**Problem:**
What do the lines from the one containing "of the woman" through the end of the entries say? Quote them exactly, and only them.

**Data:**
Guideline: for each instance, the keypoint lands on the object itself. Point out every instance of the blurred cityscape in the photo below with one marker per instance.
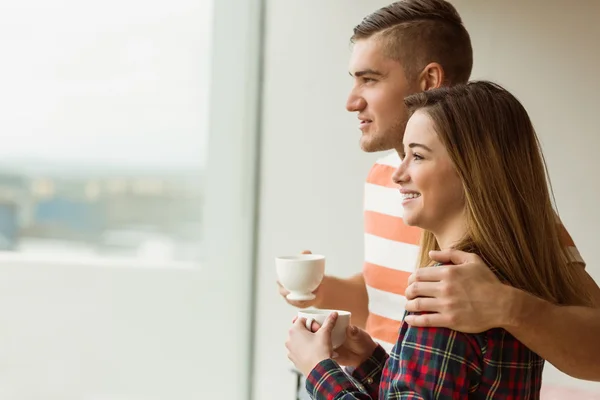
(141, 214)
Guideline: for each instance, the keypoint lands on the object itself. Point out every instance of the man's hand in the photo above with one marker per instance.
(304, 303)
(465, 296)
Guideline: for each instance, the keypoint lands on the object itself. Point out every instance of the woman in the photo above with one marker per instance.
(473, 177)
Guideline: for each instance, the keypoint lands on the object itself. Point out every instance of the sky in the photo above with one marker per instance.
(115, 83)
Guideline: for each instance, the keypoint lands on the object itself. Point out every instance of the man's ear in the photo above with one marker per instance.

**Response area:**
Guideline: for each instance, the keypoint lands on the object itself. Point out every instance of the woman in the photo above with one marker per instance.
(473, 177)
Guideline: for each instance, the keypoint lands on the object itself. Point out every instance of the sky in the photo above with one marker per instance.
(115, 83)
Guideline: for each instance, the keypoint lands on the object itself. Point out every instance of the man's ear in the photo above with one marker per instance.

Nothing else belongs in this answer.